PROVIDED TEXT:
Djokovic: “Pressure is different at the Olympics. I know, I have felt it.”
The world No 1 is gunning for gold in Tokyo, but knows the competition is tough and past experience tells him the Olympics carry a different level of expectation
In the early afternoon of Tuesday at the “Nikola Tesla” airport in Belgrade, world No 1 Novak Djokovic held his last press conference before leaving for Tokyo in order to fight for the Olympic gold medal, the only thing missing from his resume.
With the Australian Open, French Open and Wimbledon titles in the bag, the 34-year-old is chasing history, trying to become the first man to win all four slams in the same year since Rod Laver in 1969. Should he win Olympic gold in Tokyo, Djokovic would then head to New York one slam away from achieving the “Golden Slam”, matching the effort of Steffi Graf in 1988.
Once again, Djokovic was very clear about his ambitions.
“The schedule is really rough but I feel that my preparations were good,” Djokovic told reporters. “Also, I won a lot of matches recently, which always gives you extra confidence and energy boost. Playing for my country, it is the highest honour and privilege for me. I am an individual athlete, rarely we have the occasion to be a team. I am grateful because we were able to win the ATP Cup and Davis Cup, and I am missing Olympic gold now. I have the highest ambitions in Tokyo, it is not a secret that I am aiming for the gold medal.”
Djokovic already has a bronze in singles to his name, having beaten James Blake in Beijing in 2008. Four years later, he lost to Andy Murray in the semi-finals and then to Juan Martin Del Potro in the battle for bronze. At the Rio Olympics in 2016, Del Potro scored another victory over Djokovic, this time in the first round.

YOUR OBJECTIVE:
In the Djokovic article, write out the part that opens with the words "With the Australian" and closes with "about his ambitions.", replacing "history" with "a record". The entries after this text have nothing to do with it.

DATA ENTRIES:

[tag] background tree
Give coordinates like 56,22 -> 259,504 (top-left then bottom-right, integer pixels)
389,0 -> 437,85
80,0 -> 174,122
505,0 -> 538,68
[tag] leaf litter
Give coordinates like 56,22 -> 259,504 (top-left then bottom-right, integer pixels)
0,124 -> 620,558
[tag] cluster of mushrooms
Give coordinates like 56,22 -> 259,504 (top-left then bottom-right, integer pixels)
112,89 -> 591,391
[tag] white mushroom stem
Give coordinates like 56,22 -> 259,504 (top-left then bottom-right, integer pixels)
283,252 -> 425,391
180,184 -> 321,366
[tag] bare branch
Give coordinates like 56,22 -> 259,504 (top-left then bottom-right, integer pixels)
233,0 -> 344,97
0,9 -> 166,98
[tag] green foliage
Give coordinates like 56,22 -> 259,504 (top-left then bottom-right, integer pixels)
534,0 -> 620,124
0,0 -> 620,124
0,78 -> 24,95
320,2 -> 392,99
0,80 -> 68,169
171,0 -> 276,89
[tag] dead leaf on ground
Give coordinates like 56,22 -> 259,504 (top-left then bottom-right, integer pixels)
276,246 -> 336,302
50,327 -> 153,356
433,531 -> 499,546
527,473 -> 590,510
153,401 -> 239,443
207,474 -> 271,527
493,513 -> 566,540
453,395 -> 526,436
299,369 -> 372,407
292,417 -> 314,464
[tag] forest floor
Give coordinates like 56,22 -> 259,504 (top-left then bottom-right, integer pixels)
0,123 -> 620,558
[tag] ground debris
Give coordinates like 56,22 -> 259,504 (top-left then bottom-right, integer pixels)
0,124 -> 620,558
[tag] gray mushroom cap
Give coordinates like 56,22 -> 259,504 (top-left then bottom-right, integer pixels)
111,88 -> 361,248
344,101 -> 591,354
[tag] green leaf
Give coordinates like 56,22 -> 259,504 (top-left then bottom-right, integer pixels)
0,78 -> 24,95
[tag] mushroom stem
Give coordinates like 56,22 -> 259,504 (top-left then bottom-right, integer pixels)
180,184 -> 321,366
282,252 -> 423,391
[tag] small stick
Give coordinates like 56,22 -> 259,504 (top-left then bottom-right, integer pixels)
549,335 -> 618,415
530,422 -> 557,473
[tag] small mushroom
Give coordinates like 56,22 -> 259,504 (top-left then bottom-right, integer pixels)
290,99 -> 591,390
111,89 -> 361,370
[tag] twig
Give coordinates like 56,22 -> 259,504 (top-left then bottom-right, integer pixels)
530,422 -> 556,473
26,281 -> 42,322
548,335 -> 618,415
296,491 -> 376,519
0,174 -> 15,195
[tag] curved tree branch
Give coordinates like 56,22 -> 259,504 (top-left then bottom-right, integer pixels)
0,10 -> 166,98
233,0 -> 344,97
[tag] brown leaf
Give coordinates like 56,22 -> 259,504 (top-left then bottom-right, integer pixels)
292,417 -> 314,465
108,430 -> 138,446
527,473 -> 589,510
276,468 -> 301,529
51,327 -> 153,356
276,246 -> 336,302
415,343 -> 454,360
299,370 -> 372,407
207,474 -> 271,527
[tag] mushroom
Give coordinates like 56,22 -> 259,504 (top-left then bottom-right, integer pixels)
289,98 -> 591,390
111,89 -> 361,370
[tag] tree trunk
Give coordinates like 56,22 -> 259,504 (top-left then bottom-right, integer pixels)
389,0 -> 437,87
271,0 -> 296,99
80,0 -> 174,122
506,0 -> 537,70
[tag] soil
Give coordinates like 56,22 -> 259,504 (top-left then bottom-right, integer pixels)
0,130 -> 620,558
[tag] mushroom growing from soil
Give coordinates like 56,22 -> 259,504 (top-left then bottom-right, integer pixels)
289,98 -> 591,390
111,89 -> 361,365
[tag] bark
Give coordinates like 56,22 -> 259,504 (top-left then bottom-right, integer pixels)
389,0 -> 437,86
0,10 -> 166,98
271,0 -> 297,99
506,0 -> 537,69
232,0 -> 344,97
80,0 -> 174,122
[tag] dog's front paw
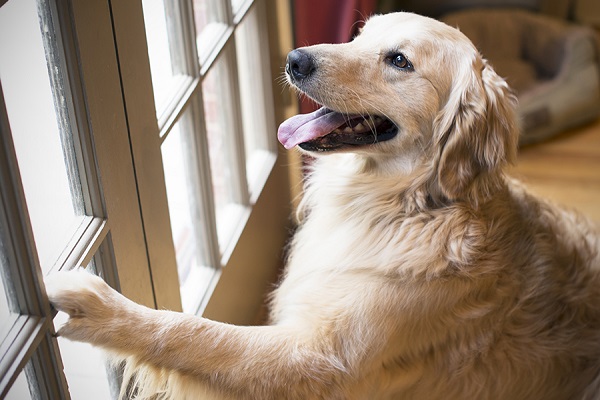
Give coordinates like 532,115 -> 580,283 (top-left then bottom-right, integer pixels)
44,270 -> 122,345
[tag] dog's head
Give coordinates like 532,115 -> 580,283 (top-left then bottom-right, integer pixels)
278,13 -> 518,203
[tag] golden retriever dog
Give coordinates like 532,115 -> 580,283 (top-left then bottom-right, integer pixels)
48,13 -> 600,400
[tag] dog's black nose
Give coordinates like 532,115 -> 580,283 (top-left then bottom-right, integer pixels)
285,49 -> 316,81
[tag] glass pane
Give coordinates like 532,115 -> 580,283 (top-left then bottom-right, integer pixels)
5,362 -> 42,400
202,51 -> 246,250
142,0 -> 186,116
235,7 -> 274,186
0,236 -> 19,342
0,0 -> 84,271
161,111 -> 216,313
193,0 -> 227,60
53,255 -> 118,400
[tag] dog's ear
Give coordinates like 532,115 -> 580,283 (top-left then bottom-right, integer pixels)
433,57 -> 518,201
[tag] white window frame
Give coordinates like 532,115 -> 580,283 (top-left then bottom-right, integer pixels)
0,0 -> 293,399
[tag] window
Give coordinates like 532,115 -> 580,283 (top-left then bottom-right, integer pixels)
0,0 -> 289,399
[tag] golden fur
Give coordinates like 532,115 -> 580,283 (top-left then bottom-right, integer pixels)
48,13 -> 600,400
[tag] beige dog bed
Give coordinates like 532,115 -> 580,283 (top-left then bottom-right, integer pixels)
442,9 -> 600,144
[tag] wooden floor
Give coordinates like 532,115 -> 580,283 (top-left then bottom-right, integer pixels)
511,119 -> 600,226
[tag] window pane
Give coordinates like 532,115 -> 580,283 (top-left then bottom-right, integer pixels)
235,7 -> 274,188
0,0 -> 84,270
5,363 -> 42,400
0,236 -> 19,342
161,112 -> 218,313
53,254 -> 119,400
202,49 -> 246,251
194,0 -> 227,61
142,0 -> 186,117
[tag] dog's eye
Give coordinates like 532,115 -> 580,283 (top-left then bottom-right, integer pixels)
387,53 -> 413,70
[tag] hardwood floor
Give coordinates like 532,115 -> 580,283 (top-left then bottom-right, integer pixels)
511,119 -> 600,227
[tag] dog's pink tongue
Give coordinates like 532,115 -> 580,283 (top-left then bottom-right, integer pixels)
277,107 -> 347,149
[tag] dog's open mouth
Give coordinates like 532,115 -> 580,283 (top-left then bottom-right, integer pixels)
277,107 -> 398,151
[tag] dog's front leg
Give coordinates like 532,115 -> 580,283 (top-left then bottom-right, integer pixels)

FULL ANSWER:
With the Australian Open, French Open and Wimbledon titles in the bag, the 34-year-old is chasing a record, trying to become the first man to win all four slams in the same year since Rod Laver in 1969. Should he win Olympic gold in Tokyo, Djokovic would then head to New York one slam away from achieving the “Golden Slam”, matching the effort of Steffi Graf in 1988.
Once again, Djokovic was very clear about his ambitions.